*Problem to solve*
Rewrite every line of the entries below from "Outline the grey tiled roof." down to "[102,559,168,598]", both included, keeping each request line and offsetting every bounding-box coordinate by 113. Give only these lines.

Region annotation entries
++++++++++++++++++++

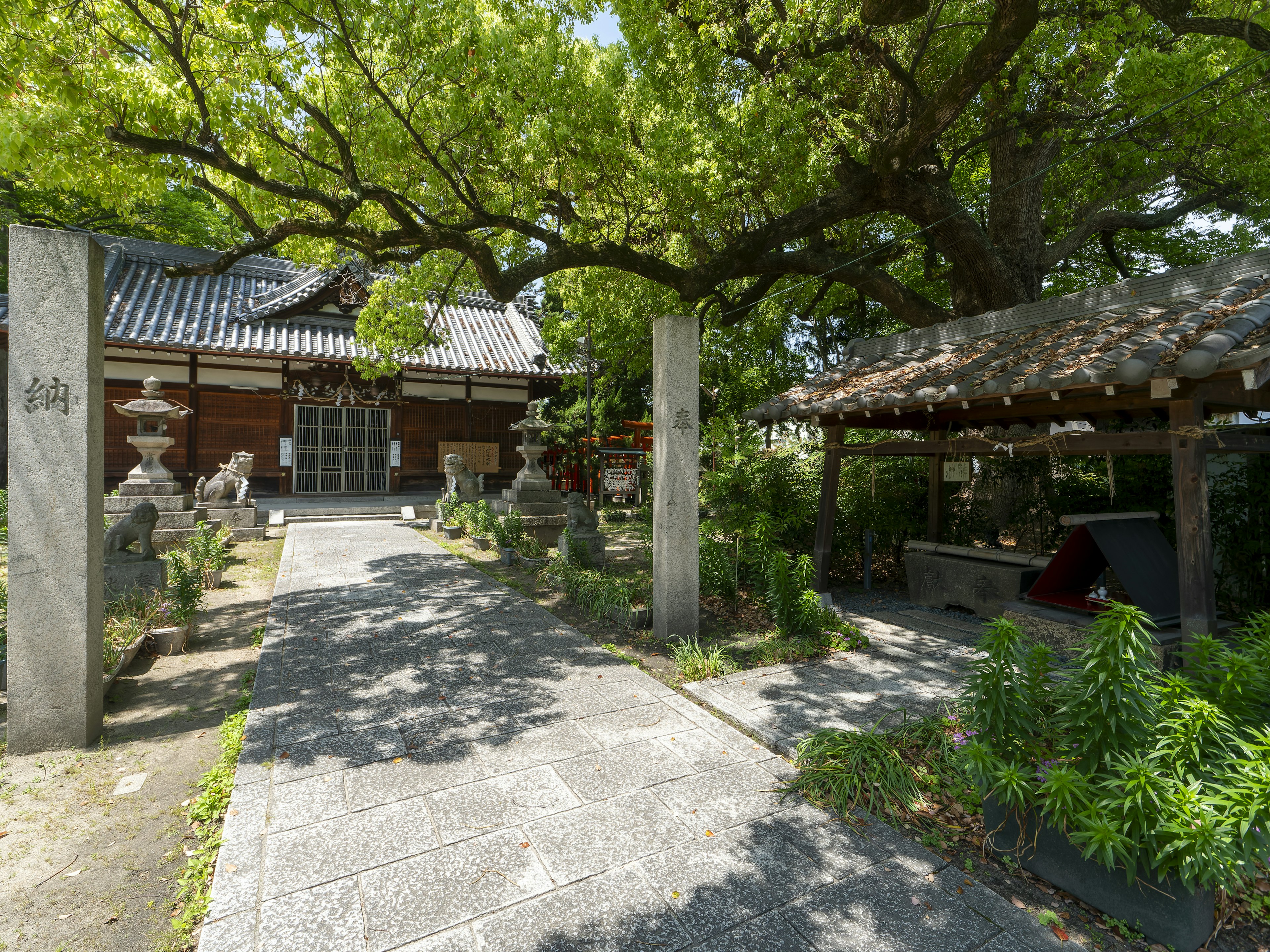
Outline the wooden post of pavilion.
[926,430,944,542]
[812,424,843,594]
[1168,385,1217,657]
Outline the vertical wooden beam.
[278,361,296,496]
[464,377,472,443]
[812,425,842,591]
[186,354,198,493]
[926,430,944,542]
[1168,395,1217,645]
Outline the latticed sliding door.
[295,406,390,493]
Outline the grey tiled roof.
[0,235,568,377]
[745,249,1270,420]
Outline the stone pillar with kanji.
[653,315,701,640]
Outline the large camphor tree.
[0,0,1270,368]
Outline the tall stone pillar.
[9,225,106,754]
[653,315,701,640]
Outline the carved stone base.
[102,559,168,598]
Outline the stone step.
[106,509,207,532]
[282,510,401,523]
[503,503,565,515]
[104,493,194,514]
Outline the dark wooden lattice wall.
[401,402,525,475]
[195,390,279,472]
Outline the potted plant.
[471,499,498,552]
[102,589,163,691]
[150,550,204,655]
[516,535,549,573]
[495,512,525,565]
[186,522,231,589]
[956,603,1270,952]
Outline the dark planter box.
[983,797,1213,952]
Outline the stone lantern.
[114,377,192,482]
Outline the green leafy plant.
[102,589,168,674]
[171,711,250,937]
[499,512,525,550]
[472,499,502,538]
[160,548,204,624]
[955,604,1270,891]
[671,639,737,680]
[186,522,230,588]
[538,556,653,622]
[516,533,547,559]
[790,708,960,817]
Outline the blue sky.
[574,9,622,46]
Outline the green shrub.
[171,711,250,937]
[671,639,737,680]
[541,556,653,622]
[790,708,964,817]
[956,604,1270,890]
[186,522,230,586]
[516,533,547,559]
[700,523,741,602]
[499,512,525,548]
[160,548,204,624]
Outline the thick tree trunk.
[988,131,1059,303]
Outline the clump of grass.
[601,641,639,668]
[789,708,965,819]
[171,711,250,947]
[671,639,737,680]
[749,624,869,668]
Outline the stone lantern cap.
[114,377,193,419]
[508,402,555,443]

++++++++++++++++++++

*Answer for this exercise*
Outline the grey tiled roof.
[113,348,681,490]
[858,362,1383,533]
Outline the stone pillar with kanji.
[766,428,814,753]
Outline the large camphor tree.
[113,113,1383,481]
Outline the tall stone pillar.
[122,338,219,867]
[766,428,814,753]
Outline the carved stone base.
[215,672,281,711]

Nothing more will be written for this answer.